> The task
Rewrite the rows below from the line containing "Exercise. Point out the bare" through the end of the rows, changing "bare soil" to "exposed soil" wherever it occurs and leaving everything else unchanged.

[Recorded data]
####
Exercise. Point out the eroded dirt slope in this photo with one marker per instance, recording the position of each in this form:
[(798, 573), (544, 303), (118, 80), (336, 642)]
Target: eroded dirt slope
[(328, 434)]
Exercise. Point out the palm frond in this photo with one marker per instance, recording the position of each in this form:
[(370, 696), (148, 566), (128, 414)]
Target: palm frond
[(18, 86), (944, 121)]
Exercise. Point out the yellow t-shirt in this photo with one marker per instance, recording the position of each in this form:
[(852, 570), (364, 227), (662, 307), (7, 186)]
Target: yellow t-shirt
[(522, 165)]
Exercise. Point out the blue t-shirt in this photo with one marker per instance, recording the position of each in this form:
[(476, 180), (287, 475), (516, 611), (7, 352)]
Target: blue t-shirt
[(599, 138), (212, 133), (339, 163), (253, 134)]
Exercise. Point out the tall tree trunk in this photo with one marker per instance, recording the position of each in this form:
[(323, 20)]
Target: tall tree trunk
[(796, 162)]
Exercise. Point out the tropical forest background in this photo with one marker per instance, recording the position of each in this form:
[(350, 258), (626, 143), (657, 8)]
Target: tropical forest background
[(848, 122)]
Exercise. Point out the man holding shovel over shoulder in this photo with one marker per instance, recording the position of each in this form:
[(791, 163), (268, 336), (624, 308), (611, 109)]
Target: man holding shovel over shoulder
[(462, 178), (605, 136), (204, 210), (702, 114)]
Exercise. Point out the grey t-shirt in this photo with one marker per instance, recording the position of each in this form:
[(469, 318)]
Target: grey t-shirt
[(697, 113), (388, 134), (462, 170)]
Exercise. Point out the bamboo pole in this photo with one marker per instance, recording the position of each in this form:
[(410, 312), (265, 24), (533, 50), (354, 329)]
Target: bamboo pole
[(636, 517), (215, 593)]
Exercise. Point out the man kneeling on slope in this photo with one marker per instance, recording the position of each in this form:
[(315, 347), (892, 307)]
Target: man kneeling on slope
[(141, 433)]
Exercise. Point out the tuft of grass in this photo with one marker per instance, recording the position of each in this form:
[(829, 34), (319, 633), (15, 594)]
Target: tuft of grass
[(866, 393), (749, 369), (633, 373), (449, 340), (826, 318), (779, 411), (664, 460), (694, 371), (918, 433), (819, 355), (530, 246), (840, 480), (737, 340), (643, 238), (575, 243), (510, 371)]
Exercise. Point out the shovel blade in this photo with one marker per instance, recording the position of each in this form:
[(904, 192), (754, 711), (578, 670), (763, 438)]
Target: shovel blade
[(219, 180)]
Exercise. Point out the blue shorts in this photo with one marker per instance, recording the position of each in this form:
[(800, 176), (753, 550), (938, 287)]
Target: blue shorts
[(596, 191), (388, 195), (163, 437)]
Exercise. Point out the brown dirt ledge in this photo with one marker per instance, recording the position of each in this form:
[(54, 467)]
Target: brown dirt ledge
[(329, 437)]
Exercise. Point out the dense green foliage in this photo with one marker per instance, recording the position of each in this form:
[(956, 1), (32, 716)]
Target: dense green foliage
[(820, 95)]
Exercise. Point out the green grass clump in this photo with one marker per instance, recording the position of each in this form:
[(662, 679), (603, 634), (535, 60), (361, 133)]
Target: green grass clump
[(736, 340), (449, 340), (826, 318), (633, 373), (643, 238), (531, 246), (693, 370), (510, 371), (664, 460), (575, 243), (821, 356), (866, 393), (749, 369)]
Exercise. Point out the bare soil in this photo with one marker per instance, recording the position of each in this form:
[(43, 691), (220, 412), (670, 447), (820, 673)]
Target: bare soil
####
> Finished task
Exercise. Point out the exposed soil in this photo with one marker per instance, recording the position of each in this form:
[(43, 691), (220, 412), (670, 447), (820, 673)]
Target: exposed soil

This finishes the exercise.